> **DIRECTIVE**
Could you quote, exactly as they stand, the lines running from the one with "Target — partial aircraft at edge" to the final line of the material?

> **DATA FOR THE TASK**
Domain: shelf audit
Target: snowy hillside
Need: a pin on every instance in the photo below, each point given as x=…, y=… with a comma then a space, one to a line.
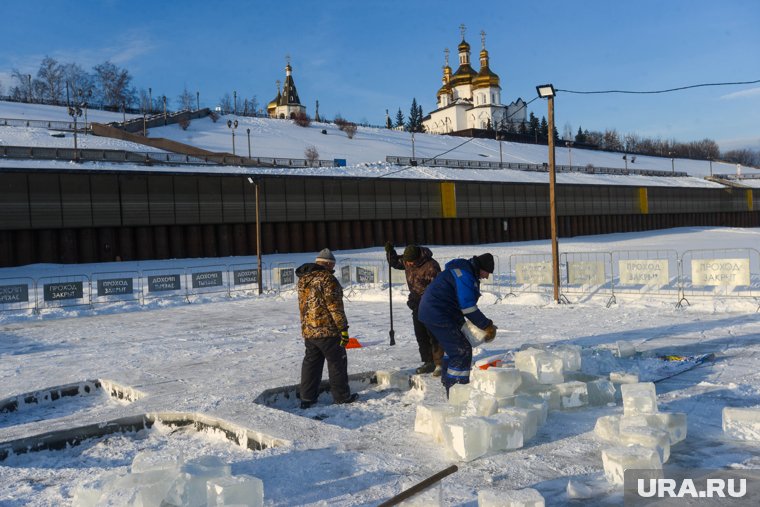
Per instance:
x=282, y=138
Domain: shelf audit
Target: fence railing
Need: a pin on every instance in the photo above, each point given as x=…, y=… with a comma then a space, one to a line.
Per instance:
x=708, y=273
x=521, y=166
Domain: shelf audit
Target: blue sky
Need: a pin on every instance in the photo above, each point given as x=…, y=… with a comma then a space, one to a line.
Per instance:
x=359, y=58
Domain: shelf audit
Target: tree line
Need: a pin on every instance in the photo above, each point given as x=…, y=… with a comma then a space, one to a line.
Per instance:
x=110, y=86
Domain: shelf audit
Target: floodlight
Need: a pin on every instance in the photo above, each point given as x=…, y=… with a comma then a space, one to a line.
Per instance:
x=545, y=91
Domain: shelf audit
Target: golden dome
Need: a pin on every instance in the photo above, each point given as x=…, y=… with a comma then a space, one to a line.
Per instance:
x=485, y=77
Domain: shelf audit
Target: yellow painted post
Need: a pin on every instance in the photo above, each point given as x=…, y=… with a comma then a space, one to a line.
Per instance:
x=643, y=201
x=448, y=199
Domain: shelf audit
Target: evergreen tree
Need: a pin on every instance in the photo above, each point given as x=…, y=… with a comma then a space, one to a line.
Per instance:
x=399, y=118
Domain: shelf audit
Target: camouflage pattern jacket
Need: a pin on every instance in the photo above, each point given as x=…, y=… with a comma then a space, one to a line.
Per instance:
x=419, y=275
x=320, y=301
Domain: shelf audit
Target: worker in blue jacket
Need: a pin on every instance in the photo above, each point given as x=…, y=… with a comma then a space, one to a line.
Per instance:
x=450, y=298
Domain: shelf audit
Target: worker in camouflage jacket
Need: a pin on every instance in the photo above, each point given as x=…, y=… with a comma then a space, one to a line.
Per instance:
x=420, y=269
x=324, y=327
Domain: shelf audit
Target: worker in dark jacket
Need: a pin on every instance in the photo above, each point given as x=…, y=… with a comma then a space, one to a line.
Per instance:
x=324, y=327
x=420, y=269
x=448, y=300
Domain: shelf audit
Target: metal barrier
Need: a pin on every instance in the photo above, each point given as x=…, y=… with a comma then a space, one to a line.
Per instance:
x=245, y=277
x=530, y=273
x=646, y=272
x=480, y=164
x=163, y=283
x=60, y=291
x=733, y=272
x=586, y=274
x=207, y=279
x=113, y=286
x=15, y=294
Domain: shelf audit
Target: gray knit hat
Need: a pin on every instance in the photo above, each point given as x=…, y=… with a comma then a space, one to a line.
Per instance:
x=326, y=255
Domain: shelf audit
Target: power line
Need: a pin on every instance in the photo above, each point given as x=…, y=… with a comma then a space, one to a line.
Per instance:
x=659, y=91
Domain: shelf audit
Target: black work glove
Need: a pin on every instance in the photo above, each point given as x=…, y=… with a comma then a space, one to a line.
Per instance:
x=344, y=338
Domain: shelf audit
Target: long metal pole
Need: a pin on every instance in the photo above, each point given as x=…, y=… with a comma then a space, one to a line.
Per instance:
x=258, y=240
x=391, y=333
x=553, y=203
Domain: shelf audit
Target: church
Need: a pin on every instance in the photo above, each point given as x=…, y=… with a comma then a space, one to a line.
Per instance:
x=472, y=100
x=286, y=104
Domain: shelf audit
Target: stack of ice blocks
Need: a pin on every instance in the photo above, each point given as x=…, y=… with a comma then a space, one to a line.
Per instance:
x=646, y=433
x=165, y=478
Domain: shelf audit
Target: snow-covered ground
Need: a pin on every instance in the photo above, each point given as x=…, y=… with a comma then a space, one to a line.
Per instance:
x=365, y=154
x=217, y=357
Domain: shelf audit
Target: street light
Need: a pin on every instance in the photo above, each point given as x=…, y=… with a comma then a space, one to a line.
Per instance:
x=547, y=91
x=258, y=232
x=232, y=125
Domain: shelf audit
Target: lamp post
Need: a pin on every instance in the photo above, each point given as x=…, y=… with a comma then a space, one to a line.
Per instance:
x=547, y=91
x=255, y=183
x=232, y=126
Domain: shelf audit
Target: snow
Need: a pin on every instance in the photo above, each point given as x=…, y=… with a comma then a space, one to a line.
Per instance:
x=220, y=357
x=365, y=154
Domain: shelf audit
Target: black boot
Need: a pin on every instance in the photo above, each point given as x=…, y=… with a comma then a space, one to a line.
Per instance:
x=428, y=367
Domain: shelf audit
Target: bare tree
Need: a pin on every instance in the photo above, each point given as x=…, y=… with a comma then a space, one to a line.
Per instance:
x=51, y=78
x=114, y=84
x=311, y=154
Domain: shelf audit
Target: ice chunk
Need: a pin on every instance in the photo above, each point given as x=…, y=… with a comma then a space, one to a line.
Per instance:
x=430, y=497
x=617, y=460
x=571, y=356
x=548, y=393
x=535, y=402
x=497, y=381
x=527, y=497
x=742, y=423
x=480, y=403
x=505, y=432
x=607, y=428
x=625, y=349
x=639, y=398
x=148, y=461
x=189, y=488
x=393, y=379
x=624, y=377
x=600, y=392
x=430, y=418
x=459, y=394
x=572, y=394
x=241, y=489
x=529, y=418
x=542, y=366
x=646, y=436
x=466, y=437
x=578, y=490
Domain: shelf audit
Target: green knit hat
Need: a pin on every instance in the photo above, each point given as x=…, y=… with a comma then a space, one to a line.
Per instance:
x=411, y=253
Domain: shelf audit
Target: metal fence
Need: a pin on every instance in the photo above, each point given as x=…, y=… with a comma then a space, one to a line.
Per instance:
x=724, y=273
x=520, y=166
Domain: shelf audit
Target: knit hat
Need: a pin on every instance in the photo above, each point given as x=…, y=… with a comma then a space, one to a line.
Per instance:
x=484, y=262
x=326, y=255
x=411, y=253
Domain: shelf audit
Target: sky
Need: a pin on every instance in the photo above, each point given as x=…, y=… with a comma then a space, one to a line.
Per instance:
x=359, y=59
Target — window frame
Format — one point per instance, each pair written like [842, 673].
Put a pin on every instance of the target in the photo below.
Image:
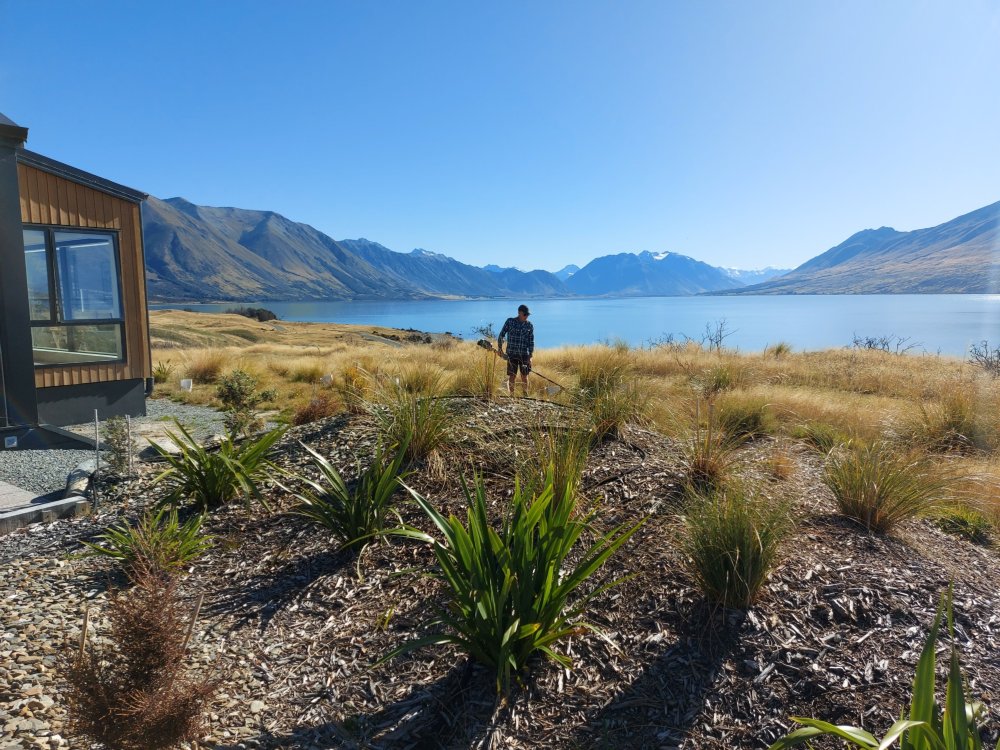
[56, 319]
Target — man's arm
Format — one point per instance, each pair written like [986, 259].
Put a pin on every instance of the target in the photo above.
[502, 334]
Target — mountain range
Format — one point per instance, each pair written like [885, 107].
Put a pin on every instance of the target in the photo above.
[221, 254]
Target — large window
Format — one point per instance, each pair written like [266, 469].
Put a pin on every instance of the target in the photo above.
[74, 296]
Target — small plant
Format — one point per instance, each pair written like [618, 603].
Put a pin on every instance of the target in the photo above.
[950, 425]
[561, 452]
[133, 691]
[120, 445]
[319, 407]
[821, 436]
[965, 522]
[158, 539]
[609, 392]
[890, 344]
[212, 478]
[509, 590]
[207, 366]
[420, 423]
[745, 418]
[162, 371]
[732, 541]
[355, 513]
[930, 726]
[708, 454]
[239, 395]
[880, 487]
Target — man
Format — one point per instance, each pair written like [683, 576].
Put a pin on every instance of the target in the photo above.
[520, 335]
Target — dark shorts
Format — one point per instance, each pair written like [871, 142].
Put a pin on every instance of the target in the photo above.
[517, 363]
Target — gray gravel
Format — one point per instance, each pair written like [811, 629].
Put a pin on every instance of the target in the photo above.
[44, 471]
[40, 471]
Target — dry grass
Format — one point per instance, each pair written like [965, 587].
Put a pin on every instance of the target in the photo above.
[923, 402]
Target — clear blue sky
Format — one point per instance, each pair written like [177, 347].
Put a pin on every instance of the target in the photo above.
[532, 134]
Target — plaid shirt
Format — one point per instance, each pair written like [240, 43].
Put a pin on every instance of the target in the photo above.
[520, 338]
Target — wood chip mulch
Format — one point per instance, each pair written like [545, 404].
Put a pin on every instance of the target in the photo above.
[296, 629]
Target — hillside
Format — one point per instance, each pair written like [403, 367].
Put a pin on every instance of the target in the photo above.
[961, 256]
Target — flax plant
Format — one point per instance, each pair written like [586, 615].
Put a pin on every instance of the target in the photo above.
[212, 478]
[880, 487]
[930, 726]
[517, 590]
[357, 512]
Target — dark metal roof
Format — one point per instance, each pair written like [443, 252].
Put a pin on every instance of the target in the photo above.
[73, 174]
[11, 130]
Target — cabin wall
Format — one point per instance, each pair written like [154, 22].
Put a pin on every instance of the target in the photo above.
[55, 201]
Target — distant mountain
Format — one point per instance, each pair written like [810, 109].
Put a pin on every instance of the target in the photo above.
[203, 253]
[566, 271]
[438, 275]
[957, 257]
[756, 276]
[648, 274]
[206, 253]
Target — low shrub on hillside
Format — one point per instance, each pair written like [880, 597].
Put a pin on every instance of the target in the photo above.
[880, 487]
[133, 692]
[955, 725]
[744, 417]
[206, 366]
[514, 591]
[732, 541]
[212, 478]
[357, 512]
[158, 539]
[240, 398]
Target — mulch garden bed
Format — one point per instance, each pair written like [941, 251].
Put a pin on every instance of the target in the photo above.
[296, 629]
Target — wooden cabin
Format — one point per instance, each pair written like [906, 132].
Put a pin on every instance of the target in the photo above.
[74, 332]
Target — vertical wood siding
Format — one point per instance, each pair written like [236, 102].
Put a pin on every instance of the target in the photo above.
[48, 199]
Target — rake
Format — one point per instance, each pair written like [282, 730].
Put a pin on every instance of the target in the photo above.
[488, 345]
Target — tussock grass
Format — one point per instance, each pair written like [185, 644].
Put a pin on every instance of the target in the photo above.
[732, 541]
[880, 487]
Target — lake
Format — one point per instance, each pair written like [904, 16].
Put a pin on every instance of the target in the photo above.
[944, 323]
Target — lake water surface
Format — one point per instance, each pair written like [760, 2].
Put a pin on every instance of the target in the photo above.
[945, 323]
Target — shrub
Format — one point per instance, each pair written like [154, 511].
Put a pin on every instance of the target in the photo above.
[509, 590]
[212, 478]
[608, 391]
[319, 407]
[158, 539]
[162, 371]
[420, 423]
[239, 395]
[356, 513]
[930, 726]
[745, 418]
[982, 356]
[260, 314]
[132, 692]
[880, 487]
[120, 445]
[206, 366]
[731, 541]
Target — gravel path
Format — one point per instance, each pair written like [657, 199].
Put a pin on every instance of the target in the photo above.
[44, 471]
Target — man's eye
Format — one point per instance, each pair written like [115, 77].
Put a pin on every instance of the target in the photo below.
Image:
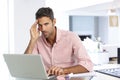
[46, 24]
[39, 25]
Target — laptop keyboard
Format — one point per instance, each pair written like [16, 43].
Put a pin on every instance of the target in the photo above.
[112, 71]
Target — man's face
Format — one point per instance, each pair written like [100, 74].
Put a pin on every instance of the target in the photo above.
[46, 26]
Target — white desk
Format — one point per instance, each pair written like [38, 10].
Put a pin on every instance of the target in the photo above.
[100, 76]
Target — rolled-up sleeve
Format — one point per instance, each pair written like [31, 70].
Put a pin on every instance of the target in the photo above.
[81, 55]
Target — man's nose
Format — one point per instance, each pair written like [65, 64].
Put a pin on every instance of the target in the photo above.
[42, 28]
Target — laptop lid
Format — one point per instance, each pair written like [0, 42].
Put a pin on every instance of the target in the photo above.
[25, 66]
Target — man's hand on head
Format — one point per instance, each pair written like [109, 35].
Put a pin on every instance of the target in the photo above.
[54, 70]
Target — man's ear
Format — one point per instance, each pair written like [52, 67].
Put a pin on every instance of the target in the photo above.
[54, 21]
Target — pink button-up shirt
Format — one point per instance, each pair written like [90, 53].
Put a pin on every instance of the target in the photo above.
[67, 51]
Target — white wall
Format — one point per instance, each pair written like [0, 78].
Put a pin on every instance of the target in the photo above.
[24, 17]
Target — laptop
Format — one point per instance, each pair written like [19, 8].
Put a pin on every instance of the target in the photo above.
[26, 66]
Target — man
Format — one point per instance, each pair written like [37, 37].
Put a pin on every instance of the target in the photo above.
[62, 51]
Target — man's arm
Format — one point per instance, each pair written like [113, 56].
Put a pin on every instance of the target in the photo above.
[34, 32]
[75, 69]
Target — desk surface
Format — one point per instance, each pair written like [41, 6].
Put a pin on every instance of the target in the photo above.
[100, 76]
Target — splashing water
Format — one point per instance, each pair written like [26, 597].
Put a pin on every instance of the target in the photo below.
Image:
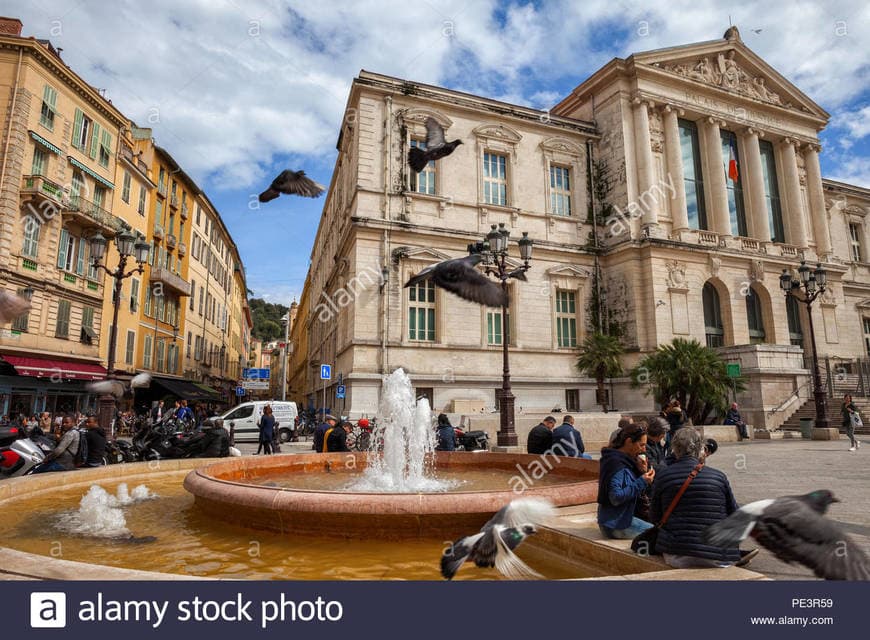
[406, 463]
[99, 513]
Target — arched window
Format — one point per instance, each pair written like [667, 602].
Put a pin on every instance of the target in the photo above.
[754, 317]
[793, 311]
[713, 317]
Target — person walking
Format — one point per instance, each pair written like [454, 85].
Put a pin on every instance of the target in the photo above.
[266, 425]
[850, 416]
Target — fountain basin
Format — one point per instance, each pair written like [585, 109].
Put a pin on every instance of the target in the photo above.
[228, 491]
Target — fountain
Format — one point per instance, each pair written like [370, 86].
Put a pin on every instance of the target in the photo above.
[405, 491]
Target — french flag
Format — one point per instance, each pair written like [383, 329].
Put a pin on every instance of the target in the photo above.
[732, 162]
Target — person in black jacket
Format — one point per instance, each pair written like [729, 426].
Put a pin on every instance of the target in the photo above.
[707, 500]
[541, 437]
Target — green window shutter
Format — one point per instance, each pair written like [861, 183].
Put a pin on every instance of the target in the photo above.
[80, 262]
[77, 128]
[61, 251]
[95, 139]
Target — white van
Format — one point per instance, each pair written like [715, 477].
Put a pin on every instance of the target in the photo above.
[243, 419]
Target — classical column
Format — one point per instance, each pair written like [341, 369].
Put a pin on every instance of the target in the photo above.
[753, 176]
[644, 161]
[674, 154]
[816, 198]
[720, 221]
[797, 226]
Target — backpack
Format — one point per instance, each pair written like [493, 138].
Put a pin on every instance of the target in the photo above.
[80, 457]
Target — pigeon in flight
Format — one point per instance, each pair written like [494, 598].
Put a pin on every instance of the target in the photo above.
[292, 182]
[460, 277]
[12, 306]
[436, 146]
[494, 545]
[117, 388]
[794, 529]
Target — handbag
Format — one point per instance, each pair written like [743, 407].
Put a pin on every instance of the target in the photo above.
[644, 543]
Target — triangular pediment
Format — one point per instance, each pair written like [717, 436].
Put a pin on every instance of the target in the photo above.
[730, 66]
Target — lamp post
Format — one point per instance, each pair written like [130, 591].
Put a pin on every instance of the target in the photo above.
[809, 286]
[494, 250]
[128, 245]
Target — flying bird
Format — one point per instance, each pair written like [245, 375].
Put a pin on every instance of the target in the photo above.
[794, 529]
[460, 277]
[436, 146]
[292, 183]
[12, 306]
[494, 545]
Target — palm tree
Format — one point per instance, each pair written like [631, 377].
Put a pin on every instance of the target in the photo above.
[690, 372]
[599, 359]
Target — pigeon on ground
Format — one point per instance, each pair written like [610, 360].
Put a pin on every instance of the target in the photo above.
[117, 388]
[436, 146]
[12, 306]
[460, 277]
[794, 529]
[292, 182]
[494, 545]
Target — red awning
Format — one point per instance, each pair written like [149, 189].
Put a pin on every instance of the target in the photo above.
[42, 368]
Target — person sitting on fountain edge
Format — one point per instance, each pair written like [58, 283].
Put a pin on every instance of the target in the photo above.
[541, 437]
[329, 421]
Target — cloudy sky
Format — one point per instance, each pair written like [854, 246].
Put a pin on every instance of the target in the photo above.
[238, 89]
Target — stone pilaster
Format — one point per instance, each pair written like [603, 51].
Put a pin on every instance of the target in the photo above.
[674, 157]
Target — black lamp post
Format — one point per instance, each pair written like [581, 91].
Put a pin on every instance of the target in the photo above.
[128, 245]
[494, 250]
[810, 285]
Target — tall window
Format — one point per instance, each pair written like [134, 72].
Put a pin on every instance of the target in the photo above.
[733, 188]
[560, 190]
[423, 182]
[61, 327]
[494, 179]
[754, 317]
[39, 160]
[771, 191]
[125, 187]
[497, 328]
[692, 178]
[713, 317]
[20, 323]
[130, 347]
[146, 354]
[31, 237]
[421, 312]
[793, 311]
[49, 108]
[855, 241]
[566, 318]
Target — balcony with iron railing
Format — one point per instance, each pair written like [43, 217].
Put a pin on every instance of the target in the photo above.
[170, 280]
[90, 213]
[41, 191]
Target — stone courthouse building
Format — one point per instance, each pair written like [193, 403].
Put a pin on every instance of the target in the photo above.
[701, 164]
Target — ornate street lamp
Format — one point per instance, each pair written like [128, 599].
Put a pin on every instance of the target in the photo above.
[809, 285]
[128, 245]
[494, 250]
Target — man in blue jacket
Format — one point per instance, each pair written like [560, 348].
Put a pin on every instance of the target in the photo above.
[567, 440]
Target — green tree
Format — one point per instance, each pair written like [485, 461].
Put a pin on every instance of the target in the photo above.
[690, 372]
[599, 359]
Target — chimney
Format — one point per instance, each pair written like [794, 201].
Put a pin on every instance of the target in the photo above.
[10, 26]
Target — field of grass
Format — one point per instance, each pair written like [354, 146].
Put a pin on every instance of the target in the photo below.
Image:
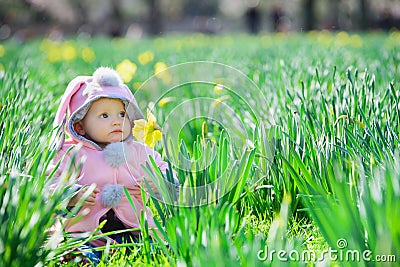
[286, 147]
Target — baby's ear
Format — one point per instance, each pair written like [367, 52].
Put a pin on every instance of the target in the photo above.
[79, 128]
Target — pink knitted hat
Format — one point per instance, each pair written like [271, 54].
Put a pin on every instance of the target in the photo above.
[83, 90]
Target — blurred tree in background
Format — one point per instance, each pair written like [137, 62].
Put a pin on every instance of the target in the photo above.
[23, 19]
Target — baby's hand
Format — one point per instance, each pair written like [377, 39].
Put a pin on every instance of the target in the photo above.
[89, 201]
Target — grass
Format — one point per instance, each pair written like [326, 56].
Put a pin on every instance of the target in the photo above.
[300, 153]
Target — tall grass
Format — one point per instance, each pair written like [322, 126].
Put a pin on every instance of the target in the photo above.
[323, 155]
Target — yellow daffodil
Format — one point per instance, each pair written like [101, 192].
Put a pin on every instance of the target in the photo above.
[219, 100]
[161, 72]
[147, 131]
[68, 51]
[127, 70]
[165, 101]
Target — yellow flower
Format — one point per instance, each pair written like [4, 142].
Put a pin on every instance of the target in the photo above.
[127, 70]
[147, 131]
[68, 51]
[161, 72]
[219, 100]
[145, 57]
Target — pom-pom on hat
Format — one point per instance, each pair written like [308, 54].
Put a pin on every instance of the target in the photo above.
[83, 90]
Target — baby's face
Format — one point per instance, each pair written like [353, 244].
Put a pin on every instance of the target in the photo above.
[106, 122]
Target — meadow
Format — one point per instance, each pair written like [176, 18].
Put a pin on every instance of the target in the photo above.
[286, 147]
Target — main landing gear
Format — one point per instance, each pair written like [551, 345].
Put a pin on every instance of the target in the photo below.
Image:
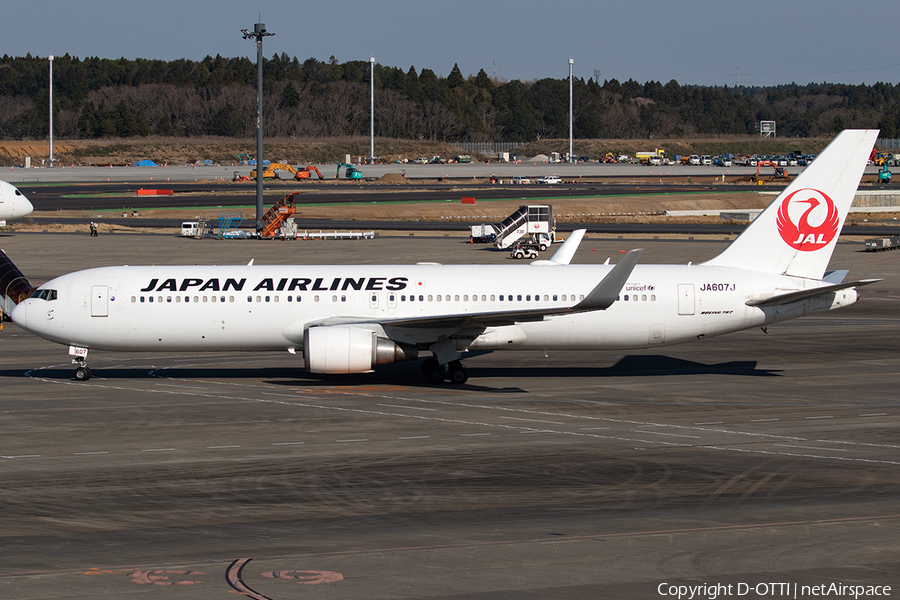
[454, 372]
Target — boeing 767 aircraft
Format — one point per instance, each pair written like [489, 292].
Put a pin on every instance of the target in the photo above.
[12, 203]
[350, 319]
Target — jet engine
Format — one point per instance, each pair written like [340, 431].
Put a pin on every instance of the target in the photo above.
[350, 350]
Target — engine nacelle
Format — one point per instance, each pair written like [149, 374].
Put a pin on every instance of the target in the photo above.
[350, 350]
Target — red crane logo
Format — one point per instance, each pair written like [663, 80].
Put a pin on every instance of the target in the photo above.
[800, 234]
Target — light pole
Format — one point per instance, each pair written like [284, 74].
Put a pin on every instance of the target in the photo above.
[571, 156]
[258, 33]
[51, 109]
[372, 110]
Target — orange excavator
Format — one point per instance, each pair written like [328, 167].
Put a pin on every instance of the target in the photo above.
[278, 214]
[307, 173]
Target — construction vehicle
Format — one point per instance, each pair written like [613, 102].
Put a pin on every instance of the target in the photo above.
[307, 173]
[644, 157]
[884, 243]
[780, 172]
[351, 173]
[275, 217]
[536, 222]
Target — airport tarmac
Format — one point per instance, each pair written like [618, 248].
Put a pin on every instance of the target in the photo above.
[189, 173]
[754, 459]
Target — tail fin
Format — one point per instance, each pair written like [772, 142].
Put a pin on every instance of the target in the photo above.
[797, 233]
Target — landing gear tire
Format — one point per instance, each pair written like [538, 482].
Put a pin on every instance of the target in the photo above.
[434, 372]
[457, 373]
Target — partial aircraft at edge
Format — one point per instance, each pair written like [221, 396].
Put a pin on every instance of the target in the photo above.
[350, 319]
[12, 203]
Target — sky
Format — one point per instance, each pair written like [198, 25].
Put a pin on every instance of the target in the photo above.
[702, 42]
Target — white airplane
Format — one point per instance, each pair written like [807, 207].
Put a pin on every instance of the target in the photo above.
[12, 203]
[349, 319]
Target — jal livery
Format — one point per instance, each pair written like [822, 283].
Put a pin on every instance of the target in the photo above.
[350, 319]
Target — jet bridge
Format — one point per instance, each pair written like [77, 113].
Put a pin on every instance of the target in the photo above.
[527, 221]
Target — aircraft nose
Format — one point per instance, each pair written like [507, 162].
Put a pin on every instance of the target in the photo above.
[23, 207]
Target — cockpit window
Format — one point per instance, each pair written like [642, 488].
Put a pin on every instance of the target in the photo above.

> **RIGHT ANSWER**
Target — partial aircraft at edge
Format — one point per instance, each pair written like [221, 396].
Put a pin on every instance of the target in the photo above.
[350, 319]
[12, 203]
Target — sky
Format — one point per instance, each pair written like [198, 25].
Put a pin on every instance of the target in the photo above.
[702, 42]
Target — white airplane
Format — one point per instance, each pair written like [807, 207].
Put a pin on every instance of the target in the photo above.
[12, 203]
[349, 319]
Target — jal livery
Format — one point per instance, each pair written like [822, 283].
Put a pin on every instance of the target in the photo above.
[350, 319]
Target — jet bridge
Format — one point per instance, each pair written like [77, 113].
Put a pin on every instance of the target in the photo above.
[527, 221]
Target — aircraft nose
Format — one point per instance, each pair written like [507, 162].
Put a pin on every instance of the target in the photo above.
[23, 207]
Target — cockpit window
Format — one point per instance, each pair written like [642, 488].
Put a pin on every instance of the target in the photo above.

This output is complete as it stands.